| Provided passage |
Cook time : 10 minutes

Ready in 50 minutes plus cooling

Level : Advanced

INGREDIENTS

Almond Sablé Cookies:

  • Almond flour 55g (2oz)
  • All purpose flour 115g (4oz)
  • Sugar 55g (2oz)
  • Salt 1g (1/4Tsp)
  • Butter 100g (3.5oz)
  • Vanilla powder
  • Egg yolk 20g (1 egg yolk)
Strawberry Mousse:
  • Strawberry puree 85g (3oz)
  • Sugar 30g (1oz)
  • Gelatin 3g (1.5 sheets)
  • Cream 35% 85g (3oz)
Coconut Mousse:
  • Coconut milk 115g (4oz)
  • Sugar 30g (1oz)
  • Gelatin 3g (1.5 sheets)
  • Cream 35% 150g (5.3oz)
White Chocolate Rocher Glaze:
  • White chocolate 200g (7oz)
  • Vegetable oil 30g (1oz)
  • Finely chopped almonds 55g (2oz)
Decoration:
  • Pink chocolate or candy melts 250g (8.8oz)
Directions
  1. To make almond sablé cookies place sifted flour into a food processor. Add almond flour, sugar, vanilla powder and salt, and pulse to combine. Then, add cold butter cut in cubes, and pulse until you get crumbly mixture. Add one egg yolk, and pulse a couple of more times until you make the dough.
  2. Place one piece of parchment paper onto the counter and put the dough onto it. First press it with your fingers to flatten it a bit. Then, put another piece of parchment paper onto the dough and press it to stick to it. Roll out the dough to 3mm (1/8″) thickness using an adjustable rolling pin. Put everything in the fridge for about 20 minutes to chill.
  3. Cut out chilled pastry into four oval shapes. Transfer the cookies onto a baking tray lined with perforated silicone mat. Cover them with another perforated silicone mat and bake at 180°C (350°F) for about 10 minutes, until golden.

Data entries:
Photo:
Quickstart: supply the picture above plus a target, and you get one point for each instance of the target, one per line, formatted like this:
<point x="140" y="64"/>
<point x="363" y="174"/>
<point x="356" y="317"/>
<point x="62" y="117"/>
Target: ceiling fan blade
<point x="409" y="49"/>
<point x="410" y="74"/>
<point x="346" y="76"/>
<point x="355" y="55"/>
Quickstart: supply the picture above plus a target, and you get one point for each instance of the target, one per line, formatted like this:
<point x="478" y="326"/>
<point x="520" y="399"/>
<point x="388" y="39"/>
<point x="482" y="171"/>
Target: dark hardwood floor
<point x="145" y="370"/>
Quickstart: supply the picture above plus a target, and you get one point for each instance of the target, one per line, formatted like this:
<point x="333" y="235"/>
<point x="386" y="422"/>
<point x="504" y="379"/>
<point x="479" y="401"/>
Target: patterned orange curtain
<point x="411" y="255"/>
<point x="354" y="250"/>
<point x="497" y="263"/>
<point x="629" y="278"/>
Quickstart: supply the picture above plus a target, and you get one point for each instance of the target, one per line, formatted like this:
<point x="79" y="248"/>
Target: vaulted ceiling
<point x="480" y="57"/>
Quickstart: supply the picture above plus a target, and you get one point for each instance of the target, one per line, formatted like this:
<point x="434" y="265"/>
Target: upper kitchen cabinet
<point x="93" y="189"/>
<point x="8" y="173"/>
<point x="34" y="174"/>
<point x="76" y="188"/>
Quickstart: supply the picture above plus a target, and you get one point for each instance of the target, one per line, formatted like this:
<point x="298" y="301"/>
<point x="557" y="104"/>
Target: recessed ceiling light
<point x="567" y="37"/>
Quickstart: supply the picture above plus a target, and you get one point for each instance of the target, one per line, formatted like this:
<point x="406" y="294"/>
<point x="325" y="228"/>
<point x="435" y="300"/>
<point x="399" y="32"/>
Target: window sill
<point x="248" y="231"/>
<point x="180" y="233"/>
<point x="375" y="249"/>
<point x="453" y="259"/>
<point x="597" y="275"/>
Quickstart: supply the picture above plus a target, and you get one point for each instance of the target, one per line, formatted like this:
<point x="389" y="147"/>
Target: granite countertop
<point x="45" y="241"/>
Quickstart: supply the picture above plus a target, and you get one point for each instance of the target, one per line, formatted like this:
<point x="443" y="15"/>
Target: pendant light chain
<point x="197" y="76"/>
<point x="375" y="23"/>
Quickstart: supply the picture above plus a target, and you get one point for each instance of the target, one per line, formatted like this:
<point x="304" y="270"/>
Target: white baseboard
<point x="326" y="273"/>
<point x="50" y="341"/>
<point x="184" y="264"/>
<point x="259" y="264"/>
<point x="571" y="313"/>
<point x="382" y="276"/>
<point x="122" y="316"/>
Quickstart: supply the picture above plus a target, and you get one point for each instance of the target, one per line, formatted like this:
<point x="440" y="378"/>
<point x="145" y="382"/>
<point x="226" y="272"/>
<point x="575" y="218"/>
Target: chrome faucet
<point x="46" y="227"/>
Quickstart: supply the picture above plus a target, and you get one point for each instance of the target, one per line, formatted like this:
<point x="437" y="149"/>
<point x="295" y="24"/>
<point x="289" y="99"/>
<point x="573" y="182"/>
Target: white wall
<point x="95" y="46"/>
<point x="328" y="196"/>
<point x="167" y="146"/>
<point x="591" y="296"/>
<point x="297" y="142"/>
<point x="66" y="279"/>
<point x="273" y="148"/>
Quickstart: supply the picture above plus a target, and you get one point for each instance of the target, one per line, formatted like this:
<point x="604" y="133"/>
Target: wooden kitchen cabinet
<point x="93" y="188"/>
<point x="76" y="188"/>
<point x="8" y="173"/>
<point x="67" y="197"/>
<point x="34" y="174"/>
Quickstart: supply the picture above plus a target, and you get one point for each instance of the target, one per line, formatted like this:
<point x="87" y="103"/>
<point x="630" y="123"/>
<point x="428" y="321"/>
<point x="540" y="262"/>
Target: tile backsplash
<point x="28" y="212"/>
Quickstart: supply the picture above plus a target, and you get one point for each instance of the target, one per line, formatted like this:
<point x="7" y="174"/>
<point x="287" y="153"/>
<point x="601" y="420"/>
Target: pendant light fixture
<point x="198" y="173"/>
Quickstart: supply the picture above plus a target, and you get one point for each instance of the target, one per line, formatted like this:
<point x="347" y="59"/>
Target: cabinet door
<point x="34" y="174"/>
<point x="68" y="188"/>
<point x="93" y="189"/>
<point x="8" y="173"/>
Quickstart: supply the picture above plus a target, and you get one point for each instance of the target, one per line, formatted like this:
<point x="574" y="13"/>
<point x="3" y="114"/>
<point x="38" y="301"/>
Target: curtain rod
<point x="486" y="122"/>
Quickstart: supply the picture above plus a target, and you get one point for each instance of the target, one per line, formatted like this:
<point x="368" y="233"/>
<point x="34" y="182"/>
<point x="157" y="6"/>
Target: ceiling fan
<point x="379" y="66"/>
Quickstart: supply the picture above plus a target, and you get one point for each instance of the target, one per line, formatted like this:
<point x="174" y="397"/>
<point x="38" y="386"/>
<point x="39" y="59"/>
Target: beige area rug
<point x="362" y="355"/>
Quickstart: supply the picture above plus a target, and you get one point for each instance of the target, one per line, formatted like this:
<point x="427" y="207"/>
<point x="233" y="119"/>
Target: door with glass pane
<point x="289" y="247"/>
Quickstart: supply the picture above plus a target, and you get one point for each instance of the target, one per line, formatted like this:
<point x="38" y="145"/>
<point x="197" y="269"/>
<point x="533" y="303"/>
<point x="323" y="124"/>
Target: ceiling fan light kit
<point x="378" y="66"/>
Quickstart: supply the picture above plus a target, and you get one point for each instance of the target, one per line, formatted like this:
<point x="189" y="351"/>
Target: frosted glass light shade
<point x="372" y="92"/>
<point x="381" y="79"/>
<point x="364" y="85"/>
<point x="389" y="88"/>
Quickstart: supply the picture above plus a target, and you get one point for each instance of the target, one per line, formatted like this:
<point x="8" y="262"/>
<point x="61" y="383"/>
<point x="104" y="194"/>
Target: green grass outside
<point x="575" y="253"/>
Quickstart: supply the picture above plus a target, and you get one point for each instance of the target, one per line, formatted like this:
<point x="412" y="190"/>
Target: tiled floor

| What you need to do |
1: In the recipe, how thick should the sablé dough be rolled out?
2: Locate each line in the rows that contains the word "kitchen", and copy those lines.

| Answers given |
1: 3mm (1/8″) thick.

2:
Target: upper kitchen cabinet
Target: wooden kitchen cabinet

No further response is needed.